++++ TASK MATERIAL
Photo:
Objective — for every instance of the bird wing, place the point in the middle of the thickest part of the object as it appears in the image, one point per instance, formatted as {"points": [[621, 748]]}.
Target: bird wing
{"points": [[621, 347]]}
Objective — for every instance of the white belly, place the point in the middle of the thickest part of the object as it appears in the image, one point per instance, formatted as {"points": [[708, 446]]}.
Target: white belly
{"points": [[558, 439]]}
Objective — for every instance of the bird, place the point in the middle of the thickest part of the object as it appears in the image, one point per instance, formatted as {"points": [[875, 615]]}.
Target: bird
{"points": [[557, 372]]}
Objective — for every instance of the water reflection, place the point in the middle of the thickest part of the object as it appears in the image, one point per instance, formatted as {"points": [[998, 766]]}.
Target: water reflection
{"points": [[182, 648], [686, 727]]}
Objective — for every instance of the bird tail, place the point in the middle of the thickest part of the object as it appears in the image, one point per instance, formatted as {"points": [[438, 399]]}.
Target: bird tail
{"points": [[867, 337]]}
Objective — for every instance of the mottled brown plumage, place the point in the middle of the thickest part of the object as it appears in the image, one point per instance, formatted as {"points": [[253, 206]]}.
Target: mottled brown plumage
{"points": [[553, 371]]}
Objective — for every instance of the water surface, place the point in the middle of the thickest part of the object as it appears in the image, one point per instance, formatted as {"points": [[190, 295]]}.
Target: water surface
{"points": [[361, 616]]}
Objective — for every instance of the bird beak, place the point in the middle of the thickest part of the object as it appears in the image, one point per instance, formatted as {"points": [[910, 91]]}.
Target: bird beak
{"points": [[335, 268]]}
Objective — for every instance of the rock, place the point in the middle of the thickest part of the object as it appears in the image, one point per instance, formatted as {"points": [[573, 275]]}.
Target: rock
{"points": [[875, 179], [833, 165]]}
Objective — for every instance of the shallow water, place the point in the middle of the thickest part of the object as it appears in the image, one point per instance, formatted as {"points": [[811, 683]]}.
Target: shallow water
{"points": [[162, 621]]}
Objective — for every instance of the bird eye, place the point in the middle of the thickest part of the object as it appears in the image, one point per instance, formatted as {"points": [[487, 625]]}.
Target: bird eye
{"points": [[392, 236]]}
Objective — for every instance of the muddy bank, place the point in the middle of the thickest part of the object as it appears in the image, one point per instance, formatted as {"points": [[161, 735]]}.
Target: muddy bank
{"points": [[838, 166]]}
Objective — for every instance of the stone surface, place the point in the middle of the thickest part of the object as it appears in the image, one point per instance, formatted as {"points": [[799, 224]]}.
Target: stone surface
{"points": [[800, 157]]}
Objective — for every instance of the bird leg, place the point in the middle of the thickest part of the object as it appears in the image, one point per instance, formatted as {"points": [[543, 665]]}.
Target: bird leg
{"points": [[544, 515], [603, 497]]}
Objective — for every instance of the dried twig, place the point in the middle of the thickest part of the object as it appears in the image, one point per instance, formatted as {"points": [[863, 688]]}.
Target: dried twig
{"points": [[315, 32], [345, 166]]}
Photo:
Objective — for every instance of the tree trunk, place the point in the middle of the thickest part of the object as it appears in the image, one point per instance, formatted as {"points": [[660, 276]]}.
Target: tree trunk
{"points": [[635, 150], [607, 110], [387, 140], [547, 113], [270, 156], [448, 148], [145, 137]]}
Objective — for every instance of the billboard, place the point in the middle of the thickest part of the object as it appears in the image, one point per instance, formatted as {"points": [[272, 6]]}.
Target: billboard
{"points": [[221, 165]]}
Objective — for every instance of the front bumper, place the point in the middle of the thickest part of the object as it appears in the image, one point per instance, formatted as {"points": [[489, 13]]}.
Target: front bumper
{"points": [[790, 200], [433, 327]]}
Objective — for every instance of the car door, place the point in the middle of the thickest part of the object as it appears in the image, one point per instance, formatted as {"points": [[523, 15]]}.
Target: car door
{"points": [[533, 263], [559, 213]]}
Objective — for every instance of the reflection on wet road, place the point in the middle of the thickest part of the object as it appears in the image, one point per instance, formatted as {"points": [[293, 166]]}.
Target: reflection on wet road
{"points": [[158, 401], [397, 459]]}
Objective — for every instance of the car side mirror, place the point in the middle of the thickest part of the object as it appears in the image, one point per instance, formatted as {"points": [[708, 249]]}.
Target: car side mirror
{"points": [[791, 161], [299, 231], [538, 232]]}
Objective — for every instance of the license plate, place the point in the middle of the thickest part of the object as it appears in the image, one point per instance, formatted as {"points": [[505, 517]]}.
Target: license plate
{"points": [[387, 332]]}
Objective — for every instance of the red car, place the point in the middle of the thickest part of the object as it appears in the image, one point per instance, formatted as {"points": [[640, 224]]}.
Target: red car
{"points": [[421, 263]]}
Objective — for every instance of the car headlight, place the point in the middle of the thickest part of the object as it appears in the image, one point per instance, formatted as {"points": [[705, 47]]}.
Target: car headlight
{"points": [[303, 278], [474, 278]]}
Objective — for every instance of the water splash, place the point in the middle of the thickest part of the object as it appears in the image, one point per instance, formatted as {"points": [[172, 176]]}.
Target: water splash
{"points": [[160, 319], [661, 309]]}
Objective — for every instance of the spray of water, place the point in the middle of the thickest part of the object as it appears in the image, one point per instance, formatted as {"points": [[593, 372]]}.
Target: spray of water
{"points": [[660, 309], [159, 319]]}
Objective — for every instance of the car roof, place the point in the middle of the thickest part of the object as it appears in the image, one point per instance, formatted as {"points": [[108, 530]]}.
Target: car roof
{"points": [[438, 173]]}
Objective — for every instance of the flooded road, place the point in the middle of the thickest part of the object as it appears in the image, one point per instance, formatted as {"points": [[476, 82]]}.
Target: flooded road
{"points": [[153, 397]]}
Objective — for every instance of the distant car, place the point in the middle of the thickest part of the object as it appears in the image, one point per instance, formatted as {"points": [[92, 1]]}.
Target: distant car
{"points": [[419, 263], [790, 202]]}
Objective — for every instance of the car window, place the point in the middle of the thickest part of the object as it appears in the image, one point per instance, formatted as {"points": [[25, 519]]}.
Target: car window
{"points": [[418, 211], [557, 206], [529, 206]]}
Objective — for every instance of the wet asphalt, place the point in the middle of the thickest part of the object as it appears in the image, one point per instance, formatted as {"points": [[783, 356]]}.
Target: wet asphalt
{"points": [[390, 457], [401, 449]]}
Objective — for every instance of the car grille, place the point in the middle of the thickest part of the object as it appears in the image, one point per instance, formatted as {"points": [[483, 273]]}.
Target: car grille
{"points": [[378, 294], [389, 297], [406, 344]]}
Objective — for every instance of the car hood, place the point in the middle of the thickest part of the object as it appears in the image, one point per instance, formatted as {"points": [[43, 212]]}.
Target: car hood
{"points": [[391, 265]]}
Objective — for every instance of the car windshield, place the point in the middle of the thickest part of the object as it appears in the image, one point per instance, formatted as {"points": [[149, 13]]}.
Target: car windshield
++++++++
■ SHORT TASK
Copy out every line of the listing above again, word for word.

■ RESPONSE TO THE TASK
Photo:
Objective — for every instance of the bird wing, place the point in the middle of the thickest part of the object as it appears in the image, one point per instance, formatted as {"points": [[621, 748]]}.
Target: bird wing
{"points": [[621, 347]]}
Objective — for every instance of the white belly, place the point in the middle of the thickest part of the object as it appears in the image, one point per instance, formatted as {"points": [[708, 446]]}.
Target: white belly
{"points": [[558, 439]]}
Objective — for every instance of the bird, place the point in the middle of the thickest part of the object as it appears in the image, one point per instance, formatted as {"points": [[875, 615]]}.
Target: bird
{"points": [[557, 372]]}
Objective — for every instance of the water reflection, place the point in the middle of the thickest part of the object as it appears in the image, one point per instance, formatted as {"points": [[998, 766]]}.
Target: water reflection
{"points": [[182, 648], [686, 727]]}
Objective — for every instance of the bird tail, place the point in the middle of the thickest part of the object as it appears in the image, one point per instance, formatted as {"points": [[438, 399]]}.
Target: bird tail
{"points": [[867, 337]]}
Objective — for every instance of the mottled brown plumage, place the point in the middle of the thickest part of the object as it appears in the image, one point per instance, formatted as {"points": [[253, 206]]}.
Target: mottled brown plumage
{"points": [[553, 371]]}
Objective — for every instance of the water surface, place the point in the middle of the thickest part of the object as it appears in the image, one point per instance, formatted as {"points": [[190, 295]]}.
Target: water surface
{"points": [[361, 616]]}
Objective — for every instance of the bird beak, place the point in the middle of the thickest part of the object as it appears in the image, one point per instance, formatted as {"points": [[910, 91]]}.
Target: bird beak
{"points": [[335, 268]]}
Objective — for every instance of the rock, place the point in the middle of the thickest part of the object as it appears in the image, one point per instance, formatted as {"points": [[573, 275]]}.
Target: rock
{"points": [[875, 179], [833, 165]]}
Objective — for every instance of the shallow water, place the point in the middle of the thickest part of the object as it appears in the image, one point per instance, formatted as {"points": [[811, 683]]}.
Target: shallow water
{"points": [[162, 621]]}
Objective — for every instance of the bird eye, place the point in the middle of the thickest part of the object as it appears in the image, one point per instance, formatted as {"points": [[487, 625]]}.
Target: bird eye
{"points": [[392, 236]]}
Objective — for every instance of the muddy bank, place the point in the middle of the thickest part of the object as it appears in the image, one point per instance, formatted as {"points": [[161, 735]]}.
Target: muddy bank
{"points": [[838, 166]]}
Objective — for every instance of the stone surface, place the point in the middle of the thickest part of the object as it appears in the image, one point per instance, formatted as {"points": [[799, 224]]}.
Target: stone surface
{"points": [[800, 157]]}
Objective — for every instance of the bird leg, place the point in the middle of the thickest part of the object as it appears in the image, one point per instance, formatted as {"points": [[543, 665]]}.
Target: bird leg
{"points": [[544, 515], [603, 497]]}
Objective — for every instance of the dried twig, place the point in the middle of the thickest part of the object as it appears in the image, one point per instance, formatted as {"points": [[863, 688]]}.
Target: dried twig
{"points": [[315, 32], [345, 166]]}
Photo:
Objective — for every instance of the tree trunk, place the point in the middle of the thickest part of the object as it appears in the image, one point per instance, formatted as {"points": [[660, 276]]}.
Target: tree trunk
{"points": [[635, 150], [607, 110], [387, 140], [547, 113], [270, 156], [448, 148], [145, 137]]}
Objective — for every instance of the billboard, place the point in the middle of the thickest part of the object as it appears in the image, one point per instance, formatted as {"points": [[272, 6]]}.
Target: billboard
{"points": [[221, 165]]}
Objective — for every instance of the front bumper, place the point in the middle of the thickest part of the object as it appears in the image, one point per instance, formatted as {"points": [[489, 13]]}.
Target: front bumper
{"points": [[790, 200], [433, 327]]}
Objective — for every instance of the car door, place the point in the middle of the thickest part of the object as it appears in the image, one point per instance, formatted as {"points": [[523, 15]]}.
Target: car door
{"points": [[533, 263], [559, 213]]}
Objective — for every instance of the reflection on wet road, place the point in the middle of the thickest part of the object as it appears in the image, one point per instance, formatted as {"points": [[293, 166]]}.
Target: reflection on wet road
{"points": [[158, 401], [397, 459]]}
Objective — for every instance of the car side mirror, place the point in the middle of the thickest part of the object as it appears in the image, one point per instance, formatted as {"points": [[708, 249]]}.
Target: car side mirror
{"points": [[791, 161], [299, 231], [538, 232]]}
Objective — for every instance of the license plate, place the point in the middle of the thickest part of the object as it appears in the image, one point per instance, formatted as {"points": [[505, 517]]}.
Target: license plate
{"points": [[387, 332]]}
Objective — for every instance of the red car, place the point in the middle of the thickest part of the object as it appears in the image, one point per instance, formatted as {"points": [[640, 224]]}.
Target: red car
{"points": [[421, 263]]}
Objective — for every instance of the car headlight, place the point in the middle of the thickest part of the object as it appears in the image, one point per instance, formatted as {"points": [[705, 47]]}.
Target: car headlight
{"points": [[303, 278], [474, 278]]}
Objective — for every instance of the water splash, place the point in the middle of the thickest part of the object as it appears in the image, one point per instance, formatted as {"points": [[172, 176]]}.
Target: water splash
{"points": [[160, 319], [661, 309]]}
Objective — for every instance of the spray of water, place the point in the middle of the thickest part of the object as it appears in the image, one point per instance, formatted as {"points": [[593, 372]]}.
Target: spray of water
{"points": [[660, 309], [159, 319]]}
Objective — for every instance of the car roof, place the point in the middle of the thickest part of the object as it appears in the image, one point per instance, formatted as {"points": [[108, 530]]}.
Target: car roof
{"points": [[438, 173]]}
Objective — for every instance of the flooded road, place the point in the middle of the thickest part of the object as it appears in the image, one point per instance, formatted as {"points": [[476, 82]]}.
Target: flooded road
{"points": [[153, 397]]}
Objective — for every instance of the distant car, place the point in the middle of the thickest part of the object as it appears in the image, one point per instance, formatted as {"points": [[92, 1]]}.
Target: distant car
{"points": [[419, 263], [790, 202]]}
Objective — for every instance of the car window, place the point in the middle of the thickest part of the object as it appears in the image, one point per instance, formatted as {"points": [[25, 519]]}.
Target: car window
{"points": [[418, 211], [557, 206], [529, 206]]}
Objective — for every instance of the wet asphalt, place the point in the middle of the thickest part of the object as it appears in the image, one point per instance, formatted as {"points": [[783, 356]]}.
Target: wet asphalt
{"points": [[390, 457], [401, 449]]}
Objective — for every instance of the car grille, place the point in the middle of the thickest part of the object as it appears in the image, one point per instance, formatted as {"points": [[483, 273]]}.
Target: car grille
{"points": [[378, 294], [389, 297], [406, 344]]}
Objective — for every instance of the car hood, place the point in the middle of the thickest part of the object as it appears in the image, one point per instance, formatted as {"points": [[43, 212]]}.
Target: car hood
{"points": [[391, 265]]}
Objective — for every instance of the car windshield, place the point in the middle of the thickest part of the object as it appears in the image, one point per instance, formatted as {"points": [[149, 13]]}.
Target: car windshield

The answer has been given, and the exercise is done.